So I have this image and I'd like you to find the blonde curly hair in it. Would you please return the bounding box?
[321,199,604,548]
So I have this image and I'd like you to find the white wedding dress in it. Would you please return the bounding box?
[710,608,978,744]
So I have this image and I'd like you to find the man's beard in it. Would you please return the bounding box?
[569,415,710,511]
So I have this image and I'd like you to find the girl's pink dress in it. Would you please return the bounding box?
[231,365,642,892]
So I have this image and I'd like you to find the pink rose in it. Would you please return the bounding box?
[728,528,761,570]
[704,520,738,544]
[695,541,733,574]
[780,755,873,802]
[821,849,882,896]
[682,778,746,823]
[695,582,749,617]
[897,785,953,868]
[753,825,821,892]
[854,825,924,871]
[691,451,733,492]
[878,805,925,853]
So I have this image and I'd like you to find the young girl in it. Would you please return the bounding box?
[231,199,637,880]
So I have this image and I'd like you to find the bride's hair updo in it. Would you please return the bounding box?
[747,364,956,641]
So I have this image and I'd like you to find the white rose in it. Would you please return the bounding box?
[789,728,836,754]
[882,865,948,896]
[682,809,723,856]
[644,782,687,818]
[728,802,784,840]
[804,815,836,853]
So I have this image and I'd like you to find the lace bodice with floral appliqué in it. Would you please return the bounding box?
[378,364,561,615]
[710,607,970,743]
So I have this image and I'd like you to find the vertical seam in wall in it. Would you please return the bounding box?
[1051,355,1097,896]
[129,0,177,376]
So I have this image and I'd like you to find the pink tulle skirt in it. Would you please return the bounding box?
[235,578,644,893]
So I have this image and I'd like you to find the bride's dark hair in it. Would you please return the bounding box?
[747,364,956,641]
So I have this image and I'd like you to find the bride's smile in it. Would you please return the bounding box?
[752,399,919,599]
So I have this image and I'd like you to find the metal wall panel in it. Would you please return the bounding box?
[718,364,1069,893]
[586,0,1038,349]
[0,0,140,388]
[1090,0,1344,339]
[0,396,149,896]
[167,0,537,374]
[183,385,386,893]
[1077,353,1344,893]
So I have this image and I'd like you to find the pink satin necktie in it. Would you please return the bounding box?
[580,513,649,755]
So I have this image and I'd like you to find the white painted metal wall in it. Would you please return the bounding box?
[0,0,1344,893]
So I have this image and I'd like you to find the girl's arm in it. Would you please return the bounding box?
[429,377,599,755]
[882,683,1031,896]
= = = = = = =
### GOAL
Convert the records, from the line containing "the pink satin" up to and including the final line, into a numbered list, leaving out any blank lines.

### SOLUTION FOR THIS PROBLEM
1. So I have this image and I'd like you to find the pink satin necktie in it. Would you please return the bounding box?
2. [580,513,649,755]
3. So I have this image and I'd like you to find the white painted metal wall in it. Would you please return the bounding box?
4. [0,0,1344,893]
5. So I have this image and I'd like you to find the girl's arm in it. Would you please return the bounding box?
6. [429,377,599,755]
7. [882,683,1031,896]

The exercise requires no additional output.